▸ WHAT IS EXPECTED: The expected response is a copy of every line in the entries below that includes the word "moss".

Stored records:

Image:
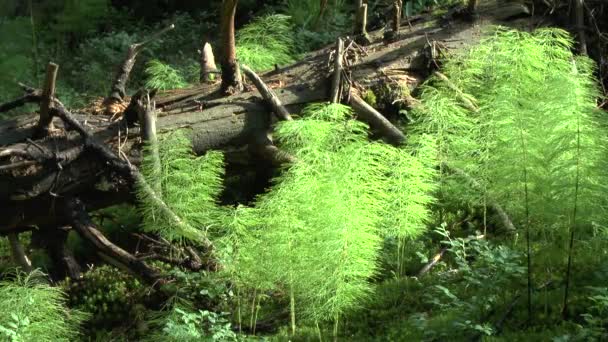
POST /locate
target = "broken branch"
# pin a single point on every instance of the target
(45, 124)
(118, 91)
(336, 84)
(268, 95)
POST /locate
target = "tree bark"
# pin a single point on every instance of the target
(64, 167)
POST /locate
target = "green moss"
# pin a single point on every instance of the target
(370, 97)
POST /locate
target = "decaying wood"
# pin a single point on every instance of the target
(336, 82)
(492, 204)
(89, 232)
(64, 166)
(396, 22)
(361, 26)
(231, 76)
(118, 90)
(376, 120)
(53, 239)
(207, 63)
(267, 94)
(45, 124)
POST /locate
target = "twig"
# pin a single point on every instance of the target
(207, 62)
(81, 222)
(126, 169)
(502, 214)
(147, 122)
(268, 95)
(45, 124)
(118, 91)
(432, 262)
(580, 25)
(376, 120)
(361, 26)
(19, 253)
(336, 84)
(468, 104)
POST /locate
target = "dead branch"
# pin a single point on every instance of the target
(231, 78)
(118, 91)
(336, 84)
(376, 120)
(269, 96)
(361, 34)
(579, 9)
(18, 102)
(495, 206)
(436, 258)
(130, 172)
(207, 62)
(45, 124)
(466, 100)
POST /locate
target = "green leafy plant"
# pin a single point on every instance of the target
(162, 76)
(265, 42)
(189, 186)
(182, 323)
(34, 311)
(331, 208)
(518, 113)
(105, 292)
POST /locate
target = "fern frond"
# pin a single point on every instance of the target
(266, 42)
(32, 310)
(162, 76)
(189, 186)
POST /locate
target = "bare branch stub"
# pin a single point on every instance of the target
(231, 76)
(336, 84)
(207, 63)
(376, 120)
(118, 91)
(45, 124)
(269, 96)
(82, 223)
(393, 34)
(361, 34)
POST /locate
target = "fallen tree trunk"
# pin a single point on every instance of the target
(60, 166)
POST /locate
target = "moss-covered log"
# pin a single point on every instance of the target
(59, 166)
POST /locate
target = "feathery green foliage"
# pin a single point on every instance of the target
(162, 76)
(266, 41)
(189, 186)
(34, 311)
(319, 229)
(536, 143)
(537, 112)
(312, 30)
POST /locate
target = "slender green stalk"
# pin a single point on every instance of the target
(573, 219)
(255, 293)
(34, 44)
(292, 309)
(527, 220)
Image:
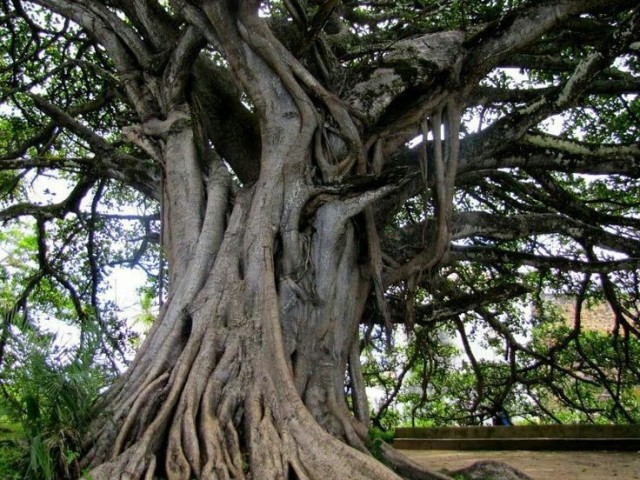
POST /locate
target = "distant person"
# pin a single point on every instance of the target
(502, 419)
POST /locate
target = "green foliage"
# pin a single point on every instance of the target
(49, 399)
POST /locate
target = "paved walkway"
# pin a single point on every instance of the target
(541, 465)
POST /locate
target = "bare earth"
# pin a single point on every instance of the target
(541, 465)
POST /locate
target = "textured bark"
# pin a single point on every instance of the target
(243, 373)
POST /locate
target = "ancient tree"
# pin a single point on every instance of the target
(281, 140)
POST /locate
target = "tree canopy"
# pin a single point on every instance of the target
(439, 168)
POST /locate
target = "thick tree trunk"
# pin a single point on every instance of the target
(243, 373)
(244, 370)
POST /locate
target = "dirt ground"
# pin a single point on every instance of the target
(541, 465)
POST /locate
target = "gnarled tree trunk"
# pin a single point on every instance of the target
(244, 370)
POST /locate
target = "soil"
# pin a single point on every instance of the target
(541, 465)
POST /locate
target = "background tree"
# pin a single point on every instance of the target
(266, 144)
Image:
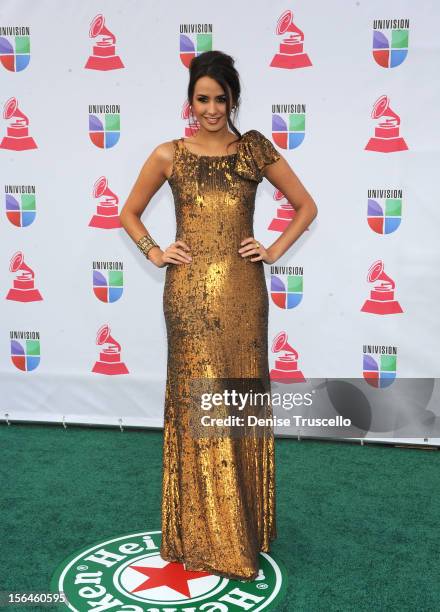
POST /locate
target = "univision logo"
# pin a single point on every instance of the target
(20, 204)
(195, 38)
(288, 125)
(286, 286)
(379, 365)
(25, 350)
(15, 48)
(104, 125)
(108, 280)
(384, 213)
(390, 41)
(128, 573)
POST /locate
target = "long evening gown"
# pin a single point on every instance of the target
(218, 493)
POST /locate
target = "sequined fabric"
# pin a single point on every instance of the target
(218, 494)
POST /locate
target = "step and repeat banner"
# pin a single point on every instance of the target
(348, 93)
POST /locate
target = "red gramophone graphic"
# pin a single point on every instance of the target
(23, 289)
(286, 366)
(193, 125)
(386, 133)
(382, 295)
(104, 52)
(110, 357)
(17, 138)
(291, 53)
(285, 213)
(107, 214)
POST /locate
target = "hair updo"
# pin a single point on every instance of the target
(220, 67)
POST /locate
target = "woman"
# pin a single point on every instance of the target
(218, 491)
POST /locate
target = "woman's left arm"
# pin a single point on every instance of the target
(281, 175)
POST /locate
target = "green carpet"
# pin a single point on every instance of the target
(358, 526)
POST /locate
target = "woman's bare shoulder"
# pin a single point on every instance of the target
(164, 151)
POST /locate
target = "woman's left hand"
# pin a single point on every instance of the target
(251, 246)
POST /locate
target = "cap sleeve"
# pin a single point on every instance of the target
(255, 152)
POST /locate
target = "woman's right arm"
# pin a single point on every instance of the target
(152, 176)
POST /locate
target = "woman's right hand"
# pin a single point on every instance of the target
(176, 253)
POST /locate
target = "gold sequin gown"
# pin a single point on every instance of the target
(218, 494)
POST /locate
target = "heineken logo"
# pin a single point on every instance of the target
(127, 574)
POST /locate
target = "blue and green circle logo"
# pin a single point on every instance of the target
(128, 573)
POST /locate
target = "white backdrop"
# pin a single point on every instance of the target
(338, 90)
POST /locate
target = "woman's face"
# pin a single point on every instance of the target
(209, 104)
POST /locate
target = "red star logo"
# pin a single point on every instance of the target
(173, 575)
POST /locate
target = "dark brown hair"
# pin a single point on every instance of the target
(220, 67)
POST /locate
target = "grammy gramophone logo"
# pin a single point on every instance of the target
(104, 125)
(284, 214)
(286, 368)
(23, 289)
(108, 280)
(379, 365)
(390, 42)
(25, 350)
(386, 137)
(286, 286)
(15, 47)
(17, 132)
(104, 56)
(109, 361)
(195, 38)
(382, 300)
(288, 125)
(384, 210)
(107, 212)
(20, 204)
(291, 52)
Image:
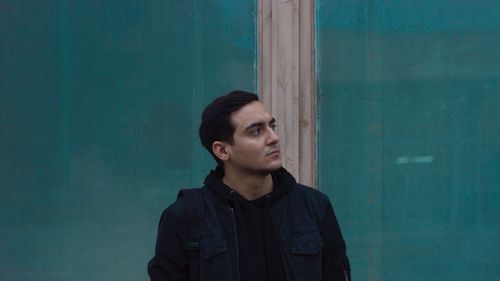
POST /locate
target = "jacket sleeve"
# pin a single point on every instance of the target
(170, 262)
(335, 262)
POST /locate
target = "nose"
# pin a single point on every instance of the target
(273, 137)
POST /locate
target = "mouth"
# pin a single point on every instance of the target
(274, 152)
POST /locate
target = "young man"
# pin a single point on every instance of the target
(257, 223)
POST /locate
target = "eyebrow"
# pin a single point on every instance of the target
(259, 124)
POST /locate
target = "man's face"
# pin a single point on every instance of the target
(255, 142)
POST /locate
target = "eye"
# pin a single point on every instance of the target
(255, 131)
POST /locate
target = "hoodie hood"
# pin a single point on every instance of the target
(283, 181)
(260, 254)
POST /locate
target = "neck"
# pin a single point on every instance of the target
(250, 186)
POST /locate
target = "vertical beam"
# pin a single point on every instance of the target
(287, 80)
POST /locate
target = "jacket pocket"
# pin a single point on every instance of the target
(309, 243)
(214, 259)
(210, 247)
(306, 256)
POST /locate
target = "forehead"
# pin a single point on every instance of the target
(250, 113)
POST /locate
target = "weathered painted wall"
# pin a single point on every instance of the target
(409, 135)
(99, 108)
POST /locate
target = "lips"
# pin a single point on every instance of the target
(274, 152)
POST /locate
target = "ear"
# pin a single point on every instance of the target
(221, 150)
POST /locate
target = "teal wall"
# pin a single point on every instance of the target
(409, 135)
(99, 108)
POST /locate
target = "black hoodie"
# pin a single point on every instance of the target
(259, 251)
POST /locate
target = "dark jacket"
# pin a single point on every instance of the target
(309, 237)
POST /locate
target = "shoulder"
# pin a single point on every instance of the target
(310, 194)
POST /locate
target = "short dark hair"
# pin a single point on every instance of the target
(216, 122)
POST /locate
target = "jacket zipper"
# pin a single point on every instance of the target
(282, 251)
(345, 272)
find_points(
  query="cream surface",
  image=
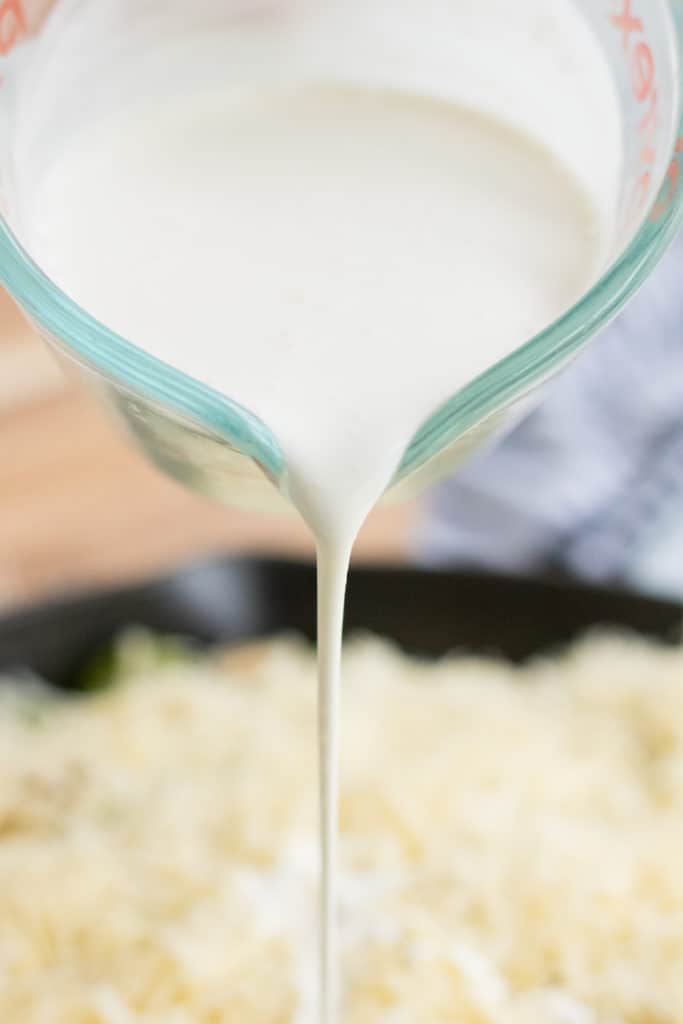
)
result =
(339, 259)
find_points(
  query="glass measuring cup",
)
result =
(67, 61)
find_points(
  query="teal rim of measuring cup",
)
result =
(134, 371)
(128, 367)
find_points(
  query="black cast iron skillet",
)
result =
(235, 599)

▸ RESULT OF THE TASK:
target = "green moss"
target = "moss-covered log"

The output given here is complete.